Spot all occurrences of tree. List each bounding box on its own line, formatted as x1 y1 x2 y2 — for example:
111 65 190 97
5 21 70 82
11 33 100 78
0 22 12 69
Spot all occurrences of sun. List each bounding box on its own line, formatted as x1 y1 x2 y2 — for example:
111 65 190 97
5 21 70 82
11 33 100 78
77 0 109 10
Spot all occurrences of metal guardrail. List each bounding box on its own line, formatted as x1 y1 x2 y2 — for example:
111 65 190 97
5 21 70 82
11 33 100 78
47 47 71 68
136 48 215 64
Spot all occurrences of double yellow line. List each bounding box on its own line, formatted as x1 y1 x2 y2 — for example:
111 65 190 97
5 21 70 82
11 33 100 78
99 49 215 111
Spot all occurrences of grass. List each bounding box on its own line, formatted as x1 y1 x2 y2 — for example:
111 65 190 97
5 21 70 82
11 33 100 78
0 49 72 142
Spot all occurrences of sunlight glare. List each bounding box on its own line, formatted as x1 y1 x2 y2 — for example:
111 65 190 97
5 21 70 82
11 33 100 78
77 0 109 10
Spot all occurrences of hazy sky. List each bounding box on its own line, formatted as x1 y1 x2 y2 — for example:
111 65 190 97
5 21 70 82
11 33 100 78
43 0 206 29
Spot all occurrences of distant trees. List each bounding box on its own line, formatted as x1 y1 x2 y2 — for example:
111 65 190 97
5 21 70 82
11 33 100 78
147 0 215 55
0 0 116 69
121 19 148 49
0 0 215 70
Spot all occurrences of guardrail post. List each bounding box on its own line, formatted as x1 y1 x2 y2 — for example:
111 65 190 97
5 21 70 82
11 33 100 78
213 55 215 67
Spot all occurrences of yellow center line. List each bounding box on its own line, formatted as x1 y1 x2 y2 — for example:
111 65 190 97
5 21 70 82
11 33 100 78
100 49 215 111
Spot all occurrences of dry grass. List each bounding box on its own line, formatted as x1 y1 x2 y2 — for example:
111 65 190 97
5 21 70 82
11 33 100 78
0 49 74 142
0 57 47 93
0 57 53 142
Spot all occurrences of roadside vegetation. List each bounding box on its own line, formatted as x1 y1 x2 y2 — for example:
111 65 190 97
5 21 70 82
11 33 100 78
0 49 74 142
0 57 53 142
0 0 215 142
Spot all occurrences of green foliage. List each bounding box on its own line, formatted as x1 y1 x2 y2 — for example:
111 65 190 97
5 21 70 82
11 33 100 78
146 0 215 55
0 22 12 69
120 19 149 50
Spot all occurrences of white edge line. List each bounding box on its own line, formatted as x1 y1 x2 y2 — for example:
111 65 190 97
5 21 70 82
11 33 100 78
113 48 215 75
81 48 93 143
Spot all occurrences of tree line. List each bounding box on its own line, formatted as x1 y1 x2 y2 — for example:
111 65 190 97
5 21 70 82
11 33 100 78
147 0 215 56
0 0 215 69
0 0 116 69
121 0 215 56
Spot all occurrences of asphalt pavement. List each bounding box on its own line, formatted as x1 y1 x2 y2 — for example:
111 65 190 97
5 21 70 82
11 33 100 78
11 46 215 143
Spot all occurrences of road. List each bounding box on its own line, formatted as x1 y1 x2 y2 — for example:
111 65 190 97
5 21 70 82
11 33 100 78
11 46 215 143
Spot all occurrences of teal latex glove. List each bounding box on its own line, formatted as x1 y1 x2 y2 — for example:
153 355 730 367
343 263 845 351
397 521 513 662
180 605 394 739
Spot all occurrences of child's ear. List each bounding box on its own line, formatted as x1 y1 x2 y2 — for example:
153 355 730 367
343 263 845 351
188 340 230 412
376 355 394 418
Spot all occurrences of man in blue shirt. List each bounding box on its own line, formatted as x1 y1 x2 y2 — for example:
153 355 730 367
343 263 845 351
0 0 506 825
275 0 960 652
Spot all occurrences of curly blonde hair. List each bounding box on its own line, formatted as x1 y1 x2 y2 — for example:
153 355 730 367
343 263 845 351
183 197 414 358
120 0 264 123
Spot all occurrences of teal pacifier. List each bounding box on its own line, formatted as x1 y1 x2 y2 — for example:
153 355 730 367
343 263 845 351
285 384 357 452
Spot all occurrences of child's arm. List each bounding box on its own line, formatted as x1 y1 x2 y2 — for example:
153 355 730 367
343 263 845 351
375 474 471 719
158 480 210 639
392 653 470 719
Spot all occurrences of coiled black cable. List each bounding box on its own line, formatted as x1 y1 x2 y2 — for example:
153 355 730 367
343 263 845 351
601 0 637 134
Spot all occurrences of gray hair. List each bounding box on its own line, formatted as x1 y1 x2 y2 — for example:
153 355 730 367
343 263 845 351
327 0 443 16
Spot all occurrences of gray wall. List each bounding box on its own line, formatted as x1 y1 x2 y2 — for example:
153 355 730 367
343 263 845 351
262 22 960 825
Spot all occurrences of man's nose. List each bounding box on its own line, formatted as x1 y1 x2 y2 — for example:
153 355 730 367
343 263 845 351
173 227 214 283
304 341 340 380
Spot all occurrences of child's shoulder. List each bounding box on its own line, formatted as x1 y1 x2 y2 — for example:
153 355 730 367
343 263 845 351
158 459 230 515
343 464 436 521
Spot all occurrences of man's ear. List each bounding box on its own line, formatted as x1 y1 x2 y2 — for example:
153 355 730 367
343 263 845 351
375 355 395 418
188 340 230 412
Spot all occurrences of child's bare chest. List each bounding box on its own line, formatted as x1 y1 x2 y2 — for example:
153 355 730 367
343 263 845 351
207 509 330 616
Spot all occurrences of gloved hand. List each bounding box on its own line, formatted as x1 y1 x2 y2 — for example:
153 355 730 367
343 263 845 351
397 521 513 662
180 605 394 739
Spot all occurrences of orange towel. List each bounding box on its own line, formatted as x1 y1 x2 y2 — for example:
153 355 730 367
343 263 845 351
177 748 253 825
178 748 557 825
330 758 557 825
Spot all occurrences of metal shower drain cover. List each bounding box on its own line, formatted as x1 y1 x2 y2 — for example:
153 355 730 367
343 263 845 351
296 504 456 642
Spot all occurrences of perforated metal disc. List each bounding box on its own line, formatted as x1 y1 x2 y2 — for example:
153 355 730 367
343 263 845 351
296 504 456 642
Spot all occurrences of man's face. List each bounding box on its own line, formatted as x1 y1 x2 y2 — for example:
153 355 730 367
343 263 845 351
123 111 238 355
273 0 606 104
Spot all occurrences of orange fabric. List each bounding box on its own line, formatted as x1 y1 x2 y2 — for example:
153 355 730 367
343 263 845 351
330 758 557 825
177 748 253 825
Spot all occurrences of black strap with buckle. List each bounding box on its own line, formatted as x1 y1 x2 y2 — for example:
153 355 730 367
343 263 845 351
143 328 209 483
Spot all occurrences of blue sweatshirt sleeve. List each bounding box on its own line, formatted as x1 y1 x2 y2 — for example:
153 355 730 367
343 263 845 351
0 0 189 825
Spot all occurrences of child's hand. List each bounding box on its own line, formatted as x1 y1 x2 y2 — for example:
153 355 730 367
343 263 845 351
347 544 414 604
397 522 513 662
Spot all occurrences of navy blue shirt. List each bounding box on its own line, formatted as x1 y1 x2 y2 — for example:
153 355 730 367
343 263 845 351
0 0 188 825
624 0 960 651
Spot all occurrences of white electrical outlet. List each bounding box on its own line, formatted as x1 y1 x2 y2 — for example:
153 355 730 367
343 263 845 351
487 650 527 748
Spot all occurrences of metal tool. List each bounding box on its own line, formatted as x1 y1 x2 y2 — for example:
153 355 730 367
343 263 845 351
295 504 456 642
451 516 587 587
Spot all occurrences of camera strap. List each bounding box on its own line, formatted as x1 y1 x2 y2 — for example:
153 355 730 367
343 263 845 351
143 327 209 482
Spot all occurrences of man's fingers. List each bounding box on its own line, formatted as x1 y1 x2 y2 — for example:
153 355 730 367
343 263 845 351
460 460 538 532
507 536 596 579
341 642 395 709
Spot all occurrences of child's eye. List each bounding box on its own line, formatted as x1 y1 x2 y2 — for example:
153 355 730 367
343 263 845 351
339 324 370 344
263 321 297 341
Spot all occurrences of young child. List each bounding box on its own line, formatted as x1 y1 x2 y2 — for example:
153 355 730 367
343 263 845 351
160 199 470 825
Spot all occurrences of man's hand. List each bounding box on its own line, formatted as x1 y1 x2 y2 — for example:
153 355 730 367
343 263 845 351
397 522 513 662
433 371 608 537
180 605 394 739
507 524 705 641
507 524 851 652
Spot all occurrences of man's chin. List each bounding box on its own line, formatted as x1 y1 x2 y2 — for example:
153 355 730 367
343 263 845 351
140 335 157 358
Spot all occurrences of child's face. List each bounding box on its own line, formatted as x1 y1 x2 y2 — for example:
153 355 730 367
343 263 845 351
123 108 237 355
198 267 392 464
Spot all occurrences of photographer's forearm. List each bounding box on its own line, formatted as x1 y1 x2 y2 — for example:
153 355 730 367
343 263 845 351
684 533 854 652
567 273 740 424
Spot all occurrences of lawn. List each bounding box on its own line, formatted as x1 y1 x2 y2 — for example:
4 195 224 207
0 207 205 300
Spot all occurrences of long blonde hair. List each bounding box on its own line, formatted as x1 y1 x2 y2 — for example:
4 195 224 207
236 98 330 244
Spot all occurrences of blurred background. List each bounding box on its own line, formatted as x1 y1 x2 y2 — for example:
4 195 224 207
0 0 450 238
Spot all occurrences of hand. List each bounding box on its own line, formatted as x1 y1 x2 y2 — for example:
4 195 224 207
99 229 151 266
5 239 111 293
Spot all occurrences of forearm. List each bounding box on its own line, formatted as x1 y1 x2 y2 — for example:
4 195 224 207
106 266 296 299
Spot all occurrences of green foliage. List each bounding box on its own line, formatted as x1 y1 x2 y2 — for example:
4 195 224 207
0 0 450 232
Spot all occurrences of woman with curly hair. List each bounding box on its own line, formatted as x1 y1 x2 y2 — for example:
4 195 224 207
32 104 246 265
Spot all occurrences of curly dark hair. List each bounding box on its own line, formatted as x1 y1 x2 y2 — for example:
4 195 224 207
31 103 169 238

====================

*Task:*
Print the entries above verbatim, from the line with "Spot all occurrences of metal guardrail." up to and including the line with "43 0 206 29".

*Response below:*
Spot all occurrences of metal guardrail. List each bounding box on its own line, formatted as x1 y1 x2 y2 — for example:
111 65 190 97
5 21 70 82
11 33 100 78
47 47 71 68
136 48 215 64
Spot all occurrences of double yellow line. List each bounding box on its own line, formatted as x1 y1 x2 y2 — for example:
111 65 190 97
5 21 70 82
11 33 100 78
99 49 215 111
Spot all occurrences of grass. List each bounding box on its own line, formatted as x1 y1 x2 y2 — for example:
111 65 190 97
5 21 70 82
11 33 100 78
0 49 72 142
Spot all occurrences of sunlight glare. List each bounding box on its own line, formatted as x1 y1 x2 y2 — for example:
111 65 190 97
5 21 70 82
11 33 100 78
77 0 109 10
Spot all occurrences of hazy sky. List each bounding box on its own line, formatted as x1 y1 x2 y2 — for example:
111 65 190 97
5 21 70 82
11 33 100 78
43 0 206 29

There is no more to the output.